課題のねらい: 本文のうち、「イ・ジョンジェ ウソンさんは」から始めて「ーンを撮りたいと思いました。」までの部分を、一字も変えずに書き写すこと。

本文:
╭──

イ・ジョンジェ ウソンさんは、あるインタビューで「僕は現場では出来る限り言葉を控えるようにしている」と話されていました。そのインタビューを読んで改めて撮影を振り返って考えると、彼は助言をしたり、または“こういうことをしたい”というような話はほとんどしていなかったと思います。むしろ、僕が何を望んでいるのか絶えず耳を傾けて聞いてくれました。逆に僕の方からキム・ジョンド(チョン・ウソン)はこう演じてほしいと話していましたね。

 

──本作では、シーンや演じる役によって異なるアクションを作り上げたと伺いました。具体的にどのアクションシーンでどのような違いを意識しましたか?

 

イ・ジョンジェ アクションシーンは本作の中でかなり重要な部分を占めていると考えました。それは見どころという意味ではなく、アクションの中に俳優や役柄の心理、緊迫した状況をしっかり盛り込んでいくことが大切だと考えていたんです。アクションシーンごとに、例えばジョンドが置かれている緊迫した状況、追われている状況を表現したり、別のアクションシーンではパク・ピョンホ(イ・ジョンジェ)が脅威にさらされたり、憐憫の感情を引き起こすような演出をしながら撮影していきました。これらがうまく撮影できればアクションシーンが単に見どころとなるだけではなく、それ以上に感情の詰まったシーンになると考えたからです。なので、銃弾が飛び交ったり爆弾が爆発するのではなく、感情が爆発するようなアクションシーンを撮りたいと思いました。

 

──アクションと心理戦のバランスがとても素晴らしいと思います。脚本を書く際に工夫したことはありますか? 過去のスパイアクション映画とは違うポイントを作るようにした、と伺いましたが、それはどのようなものでしょうか。

 

イ・ジョンジェ スパイ活動のテンポがどちらかというとゆったりしていて、さまざまな秘密が重なり合っていき、一体この人物は何を隠しているのか、どのように考えていくのかを知っていくような、非常に複雑なタイプのスパイ映画が多いと思いますが、その場合、最後にこの映画は何を伝えたかったのだろうと思ってしまう時がたまにありますよね。私がこのスパイ映画を撮るとなった時に、そのように引きのばすと、果たして多くの観客の皆さんに受け止めてもらえるのかなと疑問に思って、もっとスピードを全力で上げて撮ろうと決めました。

╰──

記録一覧:
╭──

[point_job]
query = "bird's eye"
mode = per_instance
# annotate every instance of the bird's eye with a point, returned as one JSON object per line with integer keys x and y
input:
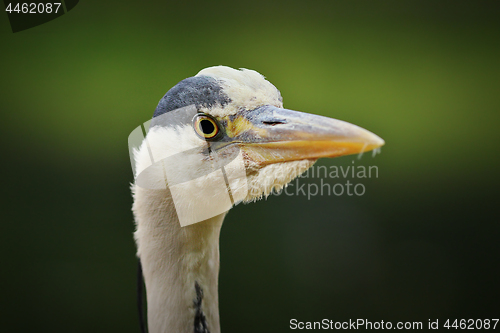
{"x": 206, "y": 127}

╰──
╭──

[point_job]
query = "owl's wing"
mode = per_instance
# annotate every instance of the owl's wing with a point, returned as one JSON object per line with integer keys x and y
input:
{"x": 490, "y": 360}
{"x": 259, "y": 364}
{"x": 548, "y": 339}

╰──

問題の解答:
イ・ジョンジェ ウソンさんは、あるインタビューで「僕は現場では出来る限り言葉を控えるようにしている」と話されていました。そのインタビューを読んで改めて撮影を振り返って考えると、彼は助言をしたり、または“こういうことをしたい”というような話はほとんどしていなかったと思います。むしろ、僕が何を望んでいるのか絶えず耳を傾けて聞いてくれました。逆に僕の方からキム・ジョンド(チョン・ウソン)はこう演じてほしいと話していましたね。

 

──本作では、シーンや演じる役によって異なるアクションを作り上げたと伺いました。具体的にどのアクションシーンでどのような違いを意識しましたか?

 

イ・ジョンジェ アクションシーンは本作の中でかなり重要な部分を占めていると考えました。それは見どころという意味ではなく、アクションの中に俳優や役柄の心理、緊迫した状況をしっかり盛り込んでいくことが大切だと考えていたんです。アクションシーンごとに、例えばジョンドが置かれている緊迫した状況、追われている状況を表現したり、別のアクションシーンではパク・ピョンホ(イ・ジョンジェ)が脅威にさらされたり、憐憫の感情を引き起こすような演出をしながら撮影していきました。これらがうまく撮影できればアクションシーンが単に見どころとなるだけではなく、それ以上に感情の詰まったシーンになると考えたからです。なので、銃弾が飛び交ったり爆弾が爆発するのではなく、感情が爆発するようなアクションシーンを撮りたいと思いました。